EXERCISE REQUIREMENTS
Copy out each line below containing "purple".

##### MATERIAL SHOWN

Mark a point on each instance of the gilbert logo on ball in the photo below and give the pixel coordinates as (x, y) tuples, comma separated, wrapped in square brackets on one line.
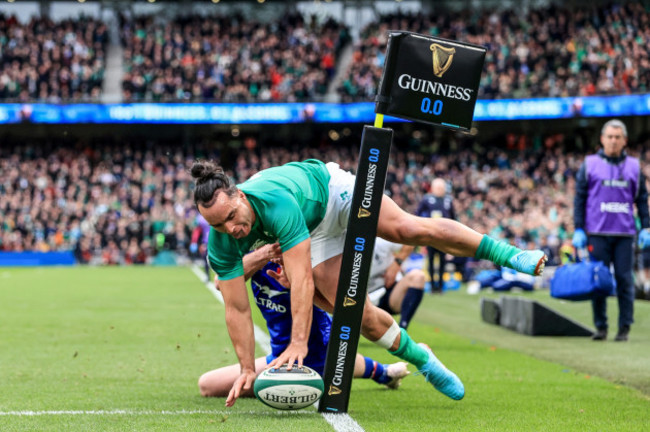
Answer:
[(289, 389)]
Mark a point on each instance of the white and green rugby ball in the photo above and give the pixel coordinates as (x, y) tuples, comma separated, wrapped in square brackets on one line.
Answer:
[(288, 389)]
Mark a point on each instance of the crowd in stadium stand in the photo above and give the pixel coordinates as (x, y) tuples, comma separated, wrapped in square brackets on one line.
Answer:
[(48, 61), (547, 52), (125, 203), (229, 59)]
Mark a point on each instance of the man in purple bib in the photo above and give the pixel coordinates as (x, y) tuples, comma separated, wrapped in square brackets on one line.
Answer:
[(608, 186)]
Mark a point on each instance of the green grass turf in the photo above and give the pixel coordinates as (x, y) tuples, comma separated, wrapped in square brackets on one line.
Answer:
[(137, 339)]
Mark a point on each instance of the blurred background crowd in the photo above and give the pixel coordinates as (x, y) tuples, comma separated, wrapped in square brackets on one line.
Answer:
[(123, 202), (549, 51)]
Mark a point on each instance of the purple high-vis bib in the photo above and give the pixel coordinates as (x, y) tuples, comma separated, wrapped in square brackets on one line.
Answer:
[(612, 191)]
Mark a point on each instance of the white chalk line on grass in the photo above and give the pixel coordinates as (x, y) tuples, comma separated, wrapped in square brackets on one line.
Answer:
[(341, 422), (140, 413)]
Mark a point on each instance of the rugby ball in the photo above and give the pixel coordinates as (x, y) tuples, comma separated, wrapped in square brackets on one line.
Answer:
[(288, 389)]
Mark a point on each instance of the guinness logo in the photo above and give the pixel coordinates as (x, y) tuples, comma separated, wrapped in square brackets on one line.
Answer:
[(334, 390), (347, 301), (442, 58)]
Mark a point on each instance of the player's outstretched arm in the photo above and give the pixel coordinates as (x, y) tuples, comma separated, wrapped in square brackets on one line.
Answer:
[(297, 265), (240, 327)]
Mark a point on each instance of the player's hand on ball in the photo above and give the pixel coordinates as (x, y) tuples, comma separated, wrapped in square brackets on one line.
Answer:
[(244, 382), (294, 354)]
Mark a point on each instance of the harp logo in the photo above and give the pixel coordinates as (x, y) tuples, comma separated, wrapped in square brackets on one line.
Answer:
[(442, 58), (347, 301)]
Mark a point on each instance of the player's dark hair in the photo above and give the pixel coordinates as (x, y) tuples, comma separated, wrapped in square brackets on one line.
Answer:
[(209, 178)]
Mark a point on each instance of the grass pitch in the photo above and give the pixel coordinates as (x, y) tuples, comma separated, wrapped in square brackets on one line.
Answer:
[(122, 348)]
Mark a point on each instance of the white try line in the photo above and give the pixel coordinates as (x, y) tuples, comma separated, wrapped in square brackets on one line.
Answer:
[(341, 422), (140, 413)]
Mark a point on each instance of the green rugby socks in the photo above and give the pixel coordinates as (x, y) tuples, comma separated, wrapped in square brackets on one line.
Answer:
[(410, 351), (499, 252)]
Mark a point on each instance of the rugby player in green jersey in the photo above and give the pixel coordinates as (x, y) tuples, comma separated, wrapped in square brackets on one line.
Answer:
[(304, 206)]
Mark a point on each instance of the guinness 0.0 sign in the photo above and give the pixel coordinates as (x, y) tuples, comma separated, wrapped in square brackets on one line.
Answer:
[(429, 79)]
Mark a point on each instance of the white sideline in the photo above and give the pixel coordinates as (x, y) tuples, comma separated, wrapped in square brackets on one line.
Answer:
[(134, 412), (340, 422)]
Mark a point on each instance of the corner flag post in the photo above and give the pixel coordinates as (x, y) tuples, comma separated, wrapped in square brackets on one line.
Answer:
[(414, 86)]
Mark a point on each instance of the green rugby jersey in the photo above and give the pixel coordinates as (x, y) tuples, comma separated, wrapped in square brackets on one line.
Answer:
[(289, 201)]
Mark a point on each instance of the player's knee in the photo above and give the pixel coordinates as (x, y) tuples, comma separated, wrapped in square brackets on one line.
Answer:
[(416, 278)]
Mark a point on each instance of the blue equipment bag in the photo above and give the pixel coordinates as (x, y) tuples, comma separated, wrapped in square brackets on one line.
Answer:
[(582, 281)]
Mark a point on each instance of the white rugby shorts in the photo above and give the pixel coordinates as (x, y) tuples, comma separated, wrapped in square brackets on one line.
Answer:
[(328, 238)]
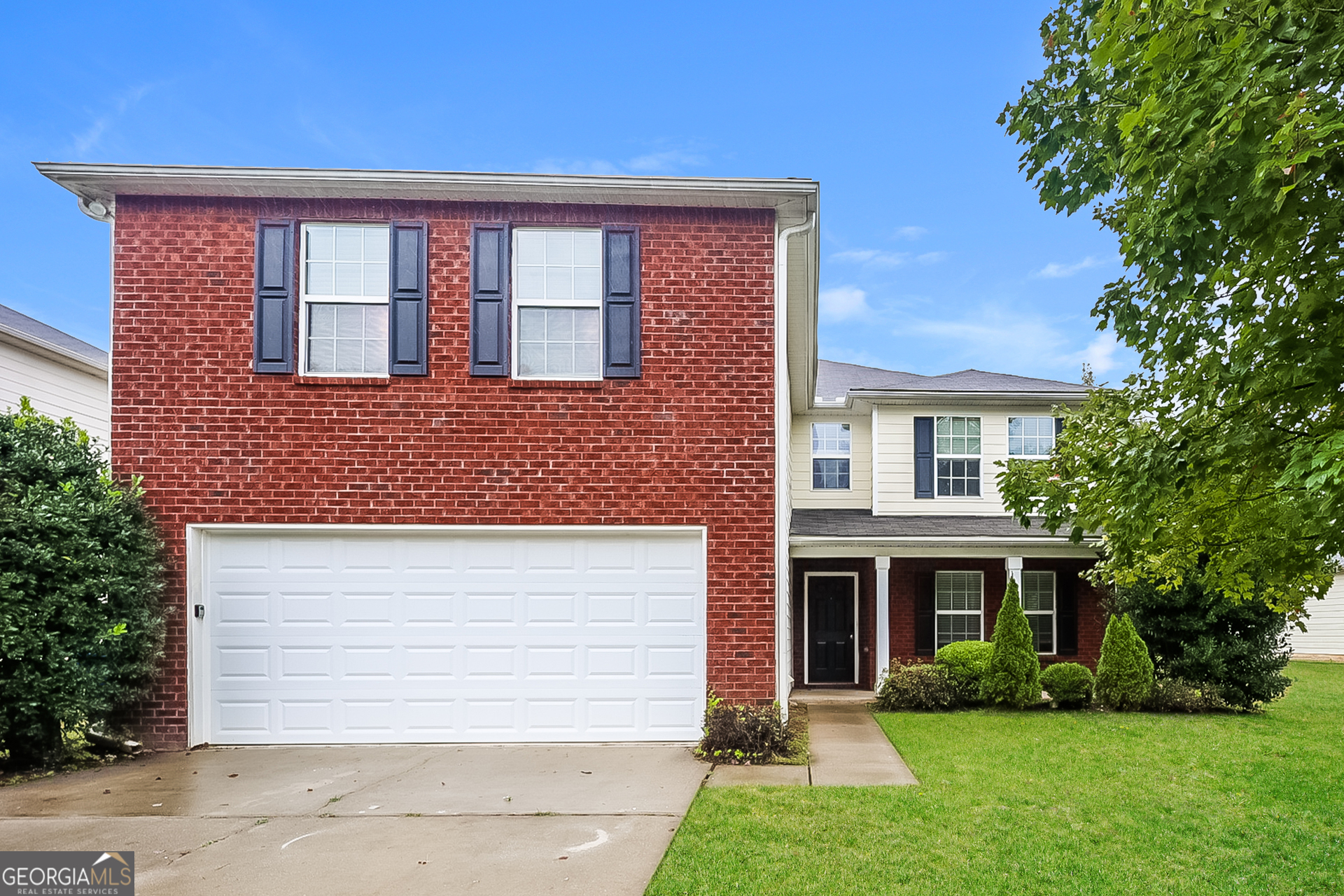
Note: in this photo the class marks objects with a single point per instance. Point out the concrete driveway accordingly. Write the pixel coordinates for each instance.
(371, 820)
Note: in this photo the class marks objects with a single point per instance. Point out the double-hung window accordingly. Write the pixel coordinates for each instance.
(831, 456)
(958, 601)
(1031, 435)
(343, 317)
(958, 447)
(1038, 602)
(558, 304)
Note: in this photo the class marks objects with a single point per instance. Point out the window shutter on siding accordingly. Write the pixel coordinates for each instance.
(622, 301)
(924, 457)
(489, 355)
(273, 308)
(407, 300)
(925, 615)
(1066, 613)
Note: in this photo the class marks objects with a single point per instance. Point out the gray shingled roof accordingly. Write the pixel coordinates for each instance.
(836, 379)
(23, 326)
(862, 524)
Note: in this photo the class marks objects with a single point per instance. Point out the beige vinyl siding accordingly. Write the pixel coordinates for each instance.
(895, 461)
(54, 390)
(1326, 629)
(860, 461)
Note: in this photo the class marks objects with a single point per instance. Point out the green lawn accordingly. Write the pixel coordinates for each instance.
(1051, 802)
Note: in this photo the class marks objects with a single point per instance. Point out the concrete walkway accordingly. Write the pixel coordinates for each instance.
(847, 748)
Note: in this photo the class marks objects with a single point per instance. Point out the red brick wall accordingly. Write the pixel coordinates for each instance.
(691, 442)
(867, 620)
(905, 575)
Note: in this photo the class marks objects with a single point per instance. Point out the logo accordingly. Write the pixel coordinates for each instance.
(73, 874)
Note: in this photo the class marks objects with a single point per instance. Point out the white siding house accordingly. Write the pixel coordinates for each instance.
(61, 375)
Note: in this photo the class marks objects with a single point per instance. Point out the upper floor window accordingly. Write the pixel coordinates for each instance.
(558, 304)
(1031, 435)
(958, 448)
(344, 298)
(1038, 602)
(831, 456)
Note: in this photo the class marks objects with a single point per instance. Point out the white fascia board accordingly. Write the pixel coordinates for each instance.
(930, 398)
(792, 199)
(926, 547)
(51, 352)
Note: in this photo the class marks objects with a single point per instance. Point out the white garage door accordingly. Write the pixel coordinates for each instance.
(449, 636)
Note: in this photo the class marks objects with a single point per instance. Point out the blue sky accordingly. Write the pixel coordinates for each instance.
(936, 254)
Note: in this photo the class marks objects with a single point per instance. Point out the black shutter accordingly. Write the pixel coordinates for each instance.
(273, 308)
(925, 615)
(407, 300)
(1066, 613)
(924, 457)
(622, 301)
(489, 300)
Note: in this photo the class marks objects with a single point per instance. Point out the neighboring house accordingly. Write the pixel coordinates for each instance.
(61, 375)
(899, 540)
(1324, 633)
(451, 457)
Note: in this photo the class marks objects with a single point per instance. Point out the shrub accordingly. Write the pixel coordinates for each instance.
(1176, 695)
(742, 735)
(1014, 675)
(965, 664)
(1124, 672)
(1237, 649)
(1069, 684)
(921, 685)
(81, 631)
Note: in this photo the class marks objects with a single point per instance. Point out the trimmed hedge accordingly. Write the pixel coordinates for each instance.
(1014, 675)
(921, 685)
(1069, 684)
(965, 664)
(1126, 671)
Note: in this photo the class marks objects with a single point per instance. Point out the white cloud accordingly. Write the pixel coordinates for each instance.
(1056, 270)
(874, 257)
(843, 304)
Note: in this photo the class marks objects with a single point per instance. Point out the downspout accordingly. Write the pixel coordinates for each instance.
(783, 428)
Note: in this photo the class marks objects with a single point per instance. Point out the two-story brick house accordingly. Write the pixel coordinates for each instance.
(899, 539)
(452, 457)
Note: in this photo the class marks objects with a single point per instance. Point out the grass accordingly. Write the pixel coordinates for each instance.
(1051, 802)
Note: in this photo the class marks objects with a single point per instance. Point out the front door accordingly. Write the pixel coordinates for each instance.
(831, 601)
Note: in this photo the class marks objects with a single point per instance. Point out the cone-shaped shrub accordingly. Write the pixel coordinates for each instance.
(1014, 676)
(1126, 671)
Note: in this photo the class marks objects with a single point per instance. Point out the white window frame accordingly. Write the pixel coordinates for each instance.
(1038, 418)
(305, 300)
(831, 456)
(517, 305)
(977, 457)
(1054, 608)
(937, 613)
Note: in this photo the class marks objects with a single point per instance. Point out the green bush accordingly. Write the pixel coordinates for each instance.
(1069, 684)
(921, 685)
(1236, 649)
(1014, 675)
(965, 664)
(81, 630)
(1124, 672)
(742, 735)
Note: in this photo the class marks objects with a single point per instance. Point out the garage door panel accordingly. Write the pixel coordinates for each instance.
(467, 638)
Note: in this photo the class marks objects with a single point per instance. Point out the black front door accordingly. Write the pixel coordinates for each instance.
(830, 629)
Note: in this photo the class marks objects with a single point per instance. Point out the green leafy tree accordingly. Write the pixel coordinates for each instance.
(1126, 671)
(81, 630)
(1211, 139)
(1014, 675)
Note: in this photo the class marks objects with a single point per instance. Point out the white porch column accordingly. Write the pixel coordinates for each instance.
(883, 601)
(1014, 566)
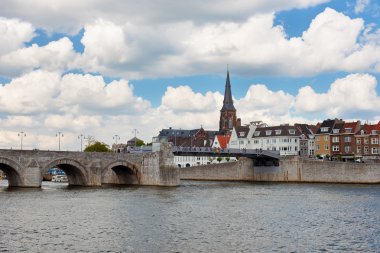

##########

RESULT OF THIS EXERCISE
Mark a point on each instance of the man in purple bib in the photo above and give the pixel coordinates as (x, y) tuples, comma separated, wrapped in square brackets on one line.
Mark a point on each instance of the purple high-vis bib in the photo above and give the pixel coordinates as (x, y) tuples, comma separated, wrapped in square brackets on one line.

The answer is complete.